▶ Problem to solve
Rewrite the data below, from the line containing "Task: identify the submerged" through the line containing "<point>25,748</point>", swapping "submerged rock" for "underwater stone" and leaving everything else unchanged.

▶ Supplied data
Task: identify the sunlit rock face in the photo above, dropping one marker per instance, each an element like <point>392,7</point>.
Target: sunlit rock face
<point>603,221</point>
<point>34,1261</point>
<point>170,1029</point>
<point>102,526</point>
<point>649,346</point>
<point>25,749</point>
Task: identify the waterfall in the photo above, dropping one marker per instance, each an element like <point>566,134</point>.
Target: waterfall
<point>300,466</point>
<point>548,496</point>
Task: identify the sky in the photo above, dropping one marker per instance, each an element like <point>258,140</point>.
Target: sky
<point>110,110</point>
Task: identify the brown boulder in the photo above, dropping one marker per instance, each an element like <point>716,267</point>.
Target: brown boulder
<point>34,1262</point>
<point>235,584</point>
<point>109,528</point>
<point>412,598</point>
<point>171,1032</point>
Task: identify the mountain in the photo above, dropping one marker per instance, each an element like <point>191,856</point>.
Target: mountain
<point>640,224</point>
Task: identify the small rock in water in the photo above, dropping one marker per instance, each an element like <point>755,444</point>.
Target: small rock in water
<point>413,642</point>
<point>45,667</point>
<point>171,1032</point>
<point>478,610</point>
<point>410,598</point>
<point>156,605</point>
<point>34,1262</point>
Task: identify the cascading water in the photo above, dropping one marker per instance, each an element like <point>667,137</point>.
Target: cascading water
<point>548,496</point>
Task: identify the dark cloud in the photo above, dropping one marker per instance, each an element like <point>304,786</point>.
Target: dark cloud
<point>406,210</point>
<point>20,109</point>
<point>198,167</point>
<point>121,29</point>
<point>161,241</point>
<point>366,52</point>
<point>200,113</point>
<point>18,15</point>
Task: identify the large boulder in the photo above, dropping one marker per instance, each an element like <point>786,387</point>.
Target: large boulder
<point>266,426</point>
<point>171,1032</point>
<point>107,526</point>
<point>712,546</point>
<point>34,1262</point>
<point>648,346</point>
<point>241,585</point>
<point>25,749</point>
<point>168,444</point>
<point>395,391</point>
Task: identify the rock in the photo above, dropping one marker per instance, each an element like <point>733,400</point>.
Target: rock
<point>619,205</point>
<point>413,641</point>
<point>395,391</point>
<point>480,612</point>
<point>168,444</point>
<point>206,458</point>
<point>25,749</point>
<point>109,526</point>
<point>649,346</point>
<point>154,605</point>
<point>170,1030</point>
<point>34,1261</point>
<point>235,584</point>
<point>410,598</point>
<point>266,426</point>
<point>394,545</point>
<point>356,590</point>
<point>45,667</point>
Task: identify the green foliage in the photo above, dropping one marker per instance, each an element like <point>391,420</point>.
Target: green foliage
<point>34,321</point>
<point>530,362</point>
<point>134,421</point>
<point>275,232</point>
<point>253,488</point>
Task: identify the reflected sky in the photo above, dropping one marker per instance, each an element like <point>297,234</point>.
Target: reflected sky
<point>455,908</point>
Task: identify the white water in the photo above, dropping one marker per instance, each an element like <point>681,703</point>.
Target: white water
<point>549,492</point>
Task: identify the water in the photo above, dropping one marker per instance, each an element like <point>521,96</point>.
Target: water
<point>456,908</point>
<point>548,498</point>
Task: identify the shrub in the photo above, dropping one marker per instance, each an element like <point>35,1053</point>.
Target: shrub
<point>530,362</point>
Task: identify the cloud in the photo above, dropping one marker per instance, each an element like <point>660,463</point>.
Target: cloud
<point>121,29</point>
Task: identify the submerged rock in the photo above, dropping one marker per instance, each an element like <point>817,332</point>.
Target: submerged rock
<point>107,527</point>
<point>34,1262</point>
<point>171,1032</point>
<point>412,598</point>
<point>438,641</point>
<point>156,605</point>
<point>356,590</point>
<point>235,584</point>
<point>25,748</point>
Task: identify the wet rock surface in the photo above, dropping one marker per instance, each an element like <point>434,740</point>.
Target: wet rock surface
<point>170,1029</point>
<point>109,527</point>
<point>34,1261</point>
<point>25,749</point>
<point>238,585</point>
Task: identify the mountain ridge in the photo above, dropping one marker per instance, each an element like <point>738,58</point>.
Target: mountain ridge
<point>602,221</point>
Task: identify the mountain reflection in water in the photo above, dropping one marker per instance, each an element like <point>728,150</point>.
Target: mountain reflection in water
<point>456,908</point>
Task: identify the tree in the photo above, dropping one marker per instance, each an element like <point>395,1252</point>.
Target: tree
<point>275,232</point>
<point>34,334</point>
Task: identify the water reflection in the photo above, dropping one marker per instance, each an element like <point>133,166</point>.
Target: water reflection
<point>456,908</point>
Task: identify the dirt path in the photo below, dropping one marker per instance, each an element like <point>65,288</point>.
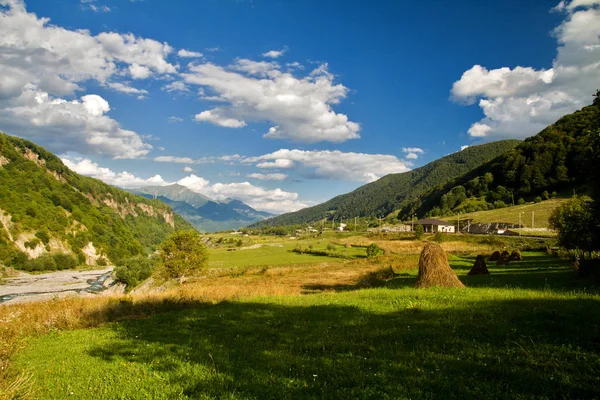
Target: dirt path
<point>27,287</point>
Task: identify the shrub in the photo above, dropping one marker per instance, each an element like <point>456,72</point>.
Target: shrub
<point>135,270</point>
<point>64,261</point>
<point>183,254</point>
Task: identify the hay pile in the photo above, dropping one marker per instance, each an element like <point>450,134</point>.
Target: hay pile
<point>479,268</point>
<point>495,256</point>
<point>515,256</point>
<point>434,269</point>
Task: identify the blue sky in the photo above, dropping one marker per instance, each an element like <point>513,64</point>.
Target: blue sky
<point>143,92</point>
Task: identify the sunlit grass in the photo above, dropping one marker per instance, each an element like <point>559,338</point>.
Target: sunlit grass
<point>528,330</point>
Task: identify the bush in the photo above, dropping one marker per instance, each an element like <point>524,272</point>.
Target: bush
<point>183,254</point>
<point>577,228</point>
<point>372,250</point>
<point>135,270</point>
<point>64,261</point>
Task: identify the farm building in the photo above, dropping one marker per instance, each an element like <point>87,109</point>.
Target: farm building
<point>432,225</point>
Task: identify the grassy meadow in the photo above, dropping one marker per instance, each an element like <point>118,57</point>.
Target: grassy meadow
<point>263,324</point>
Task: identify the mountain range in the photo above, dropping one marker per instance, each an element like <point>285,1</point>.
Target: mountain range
<point>47,210</point>
<point>488,176</point>
<point>205,214</point>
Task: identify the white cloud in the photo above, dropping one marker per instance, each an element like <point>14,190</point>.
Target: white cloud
<point>300,109</point>
<point>214,116</point>
<point>278,163</point>
<point>276,200</point>
<point>42,66</point>
<point>188,54</point>
<point>124,88</point>
<point>173,159</point>
<point>268,177</point>
<point>412,153</point>
<point>123,179</point>
<point>78,125</point>
<point>274,53</point>
<point>335,164</point>
<point>521,101</point>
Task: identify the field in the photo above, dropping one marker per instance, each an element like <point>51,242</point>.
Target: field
<point>510,215</point>
<point>325,327</point>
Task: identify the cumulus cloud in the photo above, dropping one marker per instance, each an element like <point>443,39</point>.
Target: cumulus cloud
<point>124,88</point>
<point>123,179</point>
<point>300,109</point>
<point>215,117</point>
<point>77,125</point>
<point>326,164</point>
<point>412,153</point>
<point>42,66</point>
<point>188,54</point>
<point>268,177</point>
<point>274,53</point>
<point>175,86</point>
<point>519,102</point>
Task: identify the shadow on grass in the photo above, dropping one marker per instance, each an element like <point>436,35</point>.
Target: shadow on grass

▶ Written solution
Task: identify the underwater stone in the photo above, dropping one marker per instance, each an element like <point>817,332</point>.
Target: underwater stone
<point>107,527</point>
<point>34,1262</point>
<point>171,1032</point>
<point>412,598</point>
<point>438,641</point>
<point>156,605</point>
<point>356,590</point>
<point>235,584</point>
<point>25,748</point>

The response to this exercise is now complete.